The United States is leading a push for the United Nations Security Council to impose new sanctions on Iran because of the Iranian government's refusal to comply with U.N. mandates to suspend uranium enrichment and demonstrate that its nuclear program is exclusively peaceful. Highly enriched uranium can be used to produce the fissile core of a nuclear weapon.
On her recent trip to the Middle East, U.S. Secretary of State Hillary Clinton said that with recent actions by the Iranian government, including the building of a secret nuclear facility near the city of Qom, evidence is mounting that the Iranian government is pursuing a nuclear weapon:
"Which is deeply concerning, because it doesn’t directly threaten the United States, but it directly threatens a lot of our friends, allies and partners here in this region and beyond. It also serves as an excuse or a motivator for other countries pursuing their own nuclear weapons program, which creates a level of instability that is not particularly useful."
--
:: Parts of the exercise ::
1. In the passage on Iran sanctions, copy word for word the part that opens with the words containing "The United States is" and closes with "a nuclear weapon.".
2. According to Clinton's quoted remarks in the passage on Iran sanctions, which groups are directly threatened?
3. In the passage on Iran sanctions, near which city was the secret nuclear facility built?

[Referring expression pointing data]
--
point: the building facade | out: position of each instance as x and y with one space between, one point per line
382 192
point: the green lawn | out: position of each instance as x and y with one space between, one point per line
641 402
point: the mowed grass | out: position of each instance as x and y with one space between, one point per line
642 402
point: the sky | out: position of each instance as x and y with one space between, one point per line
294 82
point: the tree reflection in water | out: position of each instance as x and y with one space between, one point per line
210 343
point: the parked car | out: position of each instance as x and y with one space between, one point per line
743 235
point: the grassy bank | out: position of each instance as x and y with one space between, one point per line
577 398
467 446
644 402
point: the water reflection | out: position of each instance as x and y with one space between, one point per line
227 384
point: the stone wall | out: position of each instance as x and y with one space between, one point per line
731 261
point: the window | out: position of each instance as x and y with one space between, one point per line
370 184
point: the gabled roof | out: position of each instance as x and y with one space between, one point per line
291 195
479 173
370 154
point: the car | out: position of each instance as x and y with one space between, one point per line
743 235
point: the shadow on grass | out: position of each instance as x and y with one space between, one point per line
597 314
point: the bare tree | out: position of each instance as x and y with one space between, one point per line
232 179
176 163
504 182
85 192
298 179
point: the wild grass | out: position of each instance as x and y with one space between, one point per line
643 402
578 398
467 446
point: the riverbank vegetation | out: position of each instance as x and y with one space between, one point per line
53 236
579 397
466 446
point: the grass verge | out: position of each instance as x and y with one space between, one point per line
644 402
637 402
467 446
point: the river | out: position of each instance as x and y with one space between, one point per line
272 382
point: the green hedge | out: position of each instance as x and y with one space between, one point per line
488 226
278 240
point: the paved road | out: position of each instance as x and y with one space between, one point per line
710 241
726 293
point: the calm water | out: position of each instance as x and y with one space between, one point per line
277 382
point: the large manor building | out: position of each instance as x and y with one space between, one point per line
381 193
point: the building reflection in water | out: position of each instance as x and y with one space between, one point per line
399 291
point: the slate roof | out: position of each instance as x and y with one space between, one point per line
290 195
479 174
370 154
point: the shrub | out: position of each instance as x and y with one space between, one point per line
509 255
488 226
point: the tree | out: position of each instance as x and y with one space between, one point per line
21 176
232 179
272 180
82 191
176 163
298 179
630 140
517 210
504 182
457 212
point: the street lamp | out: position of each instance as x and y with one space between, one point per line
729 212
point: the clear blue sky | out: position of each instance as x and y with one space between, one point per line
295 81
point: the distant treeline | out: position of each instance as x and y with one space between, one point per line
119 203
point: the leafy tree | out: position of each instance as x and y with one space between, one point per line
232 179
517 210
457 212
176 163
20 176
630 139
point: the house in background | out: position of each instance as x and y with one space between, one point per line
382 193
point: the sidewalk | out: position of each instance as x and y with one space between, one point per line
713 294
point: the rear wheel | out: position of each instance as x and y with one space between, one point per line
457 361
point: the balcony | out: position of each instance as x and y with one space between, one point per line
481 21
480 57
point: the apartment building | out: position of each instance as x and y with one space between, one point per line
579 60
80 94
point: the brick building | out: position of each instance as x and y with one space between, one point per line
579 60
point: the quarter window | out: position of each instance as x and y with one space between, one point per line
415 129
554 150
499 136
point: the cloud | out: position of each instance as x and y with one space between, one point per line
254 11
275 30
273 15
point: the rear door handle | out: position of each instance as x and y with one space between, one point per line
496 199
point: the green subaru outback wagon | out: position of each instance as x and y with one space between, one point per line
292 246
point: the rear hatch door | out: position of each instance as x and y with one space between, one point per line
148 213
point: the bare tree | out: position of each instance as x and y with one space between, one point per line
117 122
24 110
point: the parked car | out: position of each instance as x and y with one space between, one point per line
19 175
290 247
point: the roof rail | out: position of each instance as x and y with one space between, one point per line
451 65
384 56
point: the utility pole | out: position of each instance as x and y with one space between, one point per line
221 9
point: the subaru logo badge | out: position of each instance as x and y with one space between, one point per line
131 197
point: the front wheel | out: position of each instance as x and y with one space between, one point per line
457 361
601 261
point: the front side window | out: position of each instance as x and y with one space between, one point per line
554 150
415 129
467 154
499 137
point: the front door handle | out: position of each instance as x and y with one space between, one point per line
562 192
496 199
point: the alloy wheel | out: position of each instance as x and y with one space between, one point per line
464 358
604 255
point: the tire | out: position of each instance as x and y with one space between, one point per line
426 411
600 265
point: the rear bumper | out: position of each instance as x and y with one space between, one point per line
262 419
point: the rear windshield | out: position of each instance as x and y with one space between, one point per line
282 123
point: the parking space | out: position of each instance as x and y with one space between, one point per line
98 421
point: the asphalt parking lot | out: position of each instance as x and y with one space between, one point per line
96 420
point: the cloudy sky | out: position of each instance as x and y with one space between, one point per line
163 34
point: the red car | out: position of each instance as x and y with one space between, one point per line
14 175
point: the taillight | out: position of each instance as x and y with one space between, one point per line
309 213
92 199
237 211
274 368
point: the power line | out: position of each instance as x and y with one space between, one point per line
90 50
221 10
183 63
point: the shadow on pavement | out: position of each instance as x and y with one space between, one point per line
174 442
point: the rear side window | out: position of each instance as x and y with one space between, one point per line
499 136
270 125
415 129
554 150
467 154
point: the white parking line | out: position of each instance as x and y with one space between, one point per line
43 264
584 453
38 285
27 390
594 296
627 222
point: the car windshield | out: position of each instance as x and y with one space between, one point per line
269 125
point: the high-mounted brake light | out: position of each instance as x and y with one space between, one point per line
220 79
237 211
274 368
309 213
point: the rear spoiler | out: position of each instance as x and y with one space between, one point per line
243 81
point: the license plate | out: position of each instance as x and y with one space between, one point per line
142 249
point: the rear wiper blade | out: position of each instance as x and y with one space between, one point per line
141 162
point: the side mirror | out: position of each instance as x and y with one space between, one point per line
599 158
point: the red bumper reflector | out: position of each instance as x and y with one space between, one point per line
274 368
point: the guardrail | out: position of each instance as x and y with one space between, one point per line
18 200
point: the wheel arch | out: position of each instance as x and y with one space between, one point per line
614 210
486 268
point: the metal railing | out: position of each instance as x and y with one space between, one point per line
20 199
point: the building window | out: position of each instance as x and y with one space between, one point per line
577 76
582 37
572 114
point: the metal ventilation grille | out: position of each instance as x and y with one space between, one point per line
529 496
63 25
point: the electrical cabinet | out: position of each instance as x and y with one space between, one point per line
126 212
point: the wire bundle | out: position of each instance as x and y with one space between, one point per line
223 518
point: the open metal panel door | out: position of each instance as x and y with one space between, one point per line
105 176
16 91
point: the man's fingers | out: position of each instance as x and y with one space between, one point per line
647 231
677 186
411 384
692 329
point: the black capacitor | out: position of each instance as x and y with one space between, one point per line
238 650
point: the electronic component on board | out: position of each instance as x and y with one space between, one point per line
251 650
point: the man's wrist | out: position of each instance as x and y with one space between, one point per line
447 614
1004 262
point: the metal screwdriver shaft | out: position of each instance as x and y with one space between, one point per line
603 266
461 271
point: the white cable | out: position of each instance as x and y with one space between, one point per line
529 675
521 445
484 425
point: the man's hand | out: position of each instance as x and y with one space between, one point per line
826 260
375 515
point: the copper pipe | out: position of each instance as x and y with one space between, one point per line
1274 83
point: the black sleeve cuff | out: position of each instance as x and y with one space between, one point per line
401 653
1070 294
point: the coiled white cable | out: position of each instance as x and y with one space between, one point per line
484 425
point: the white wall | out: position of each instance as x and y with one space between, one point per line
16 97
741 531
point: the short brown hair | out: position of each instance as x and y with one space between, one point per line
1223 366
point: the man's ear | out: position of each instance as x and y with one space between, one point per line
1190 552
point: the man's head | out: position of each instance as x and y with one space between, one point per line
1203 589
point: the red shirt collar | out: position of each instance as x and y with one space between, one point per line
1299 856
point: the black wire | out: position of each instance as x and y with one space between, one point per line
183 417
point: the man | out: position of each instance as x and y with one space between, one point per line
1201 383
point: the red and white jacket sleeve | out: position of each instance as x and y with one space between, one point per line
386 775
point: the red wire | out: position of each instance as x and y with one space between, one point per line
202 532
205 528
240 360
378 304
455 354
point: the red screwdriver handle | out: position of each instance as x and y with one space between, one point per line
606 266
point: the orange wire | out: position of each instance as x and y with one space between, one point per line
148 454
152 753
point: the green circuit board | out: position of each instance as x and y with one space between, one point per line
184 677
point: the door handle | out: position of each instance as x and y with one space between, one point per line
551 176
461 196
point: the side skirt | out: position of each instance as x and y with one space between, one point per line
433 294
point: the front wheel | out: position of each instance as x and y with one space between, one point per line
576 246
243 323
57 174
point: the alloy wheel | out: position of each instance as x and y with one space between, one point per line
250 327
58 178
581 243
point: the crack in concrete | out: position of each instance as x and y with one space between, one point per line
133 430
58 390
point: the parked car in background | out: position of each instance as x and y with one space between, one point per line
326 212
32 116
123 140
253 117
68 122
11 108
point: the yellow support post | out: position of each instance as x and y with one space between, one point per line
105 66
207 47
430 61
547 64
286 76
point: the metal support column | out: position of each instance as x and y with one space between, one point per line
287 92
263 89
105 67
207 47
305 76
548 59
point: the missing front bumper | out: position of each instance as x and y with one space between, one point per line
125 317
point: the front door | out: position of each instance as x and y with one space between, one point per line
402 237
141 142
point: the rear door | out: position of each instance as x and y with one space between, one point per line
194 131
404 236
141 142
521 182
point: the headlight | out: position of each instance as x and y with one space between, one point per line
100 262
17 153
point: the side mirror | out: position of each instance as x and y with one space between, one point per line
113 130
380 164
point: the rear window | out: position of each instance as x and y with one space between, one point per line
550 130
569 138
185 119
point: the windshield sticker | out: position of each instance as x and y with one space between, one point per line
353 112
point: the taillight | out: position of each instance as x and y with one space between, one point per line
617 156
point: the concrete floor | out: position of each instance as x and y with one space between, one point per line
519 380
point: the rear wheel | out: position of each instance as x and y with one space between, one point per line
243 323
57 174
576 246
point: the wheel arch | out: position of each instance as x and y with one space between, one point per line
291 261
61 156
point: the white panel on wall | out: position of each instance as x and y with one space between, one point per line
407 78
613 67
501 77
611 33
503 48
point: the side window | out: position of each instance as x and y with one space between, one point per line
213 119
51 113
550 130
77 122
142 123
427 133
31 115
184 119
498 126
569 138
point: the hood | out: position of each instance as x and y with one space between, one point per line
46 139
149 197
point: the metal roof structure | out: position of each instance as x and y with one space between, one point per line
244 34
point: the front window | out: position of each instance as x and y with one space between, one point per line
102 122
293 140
--
:: Solutions in order ::
1.
The United States is leading a push for the United Nations Security Council to impose new sanctions on Iran because of the Iranian government's refusal to comply with U.N. mandates to suspend uranium enrichment and demonstrate that its nuclear program is exclusively peaceful. Highly enriched uranium can be used to produce the fissile core of a nuclear weapon.

2. Friends, allies and partners in the region and beyond

3. Qom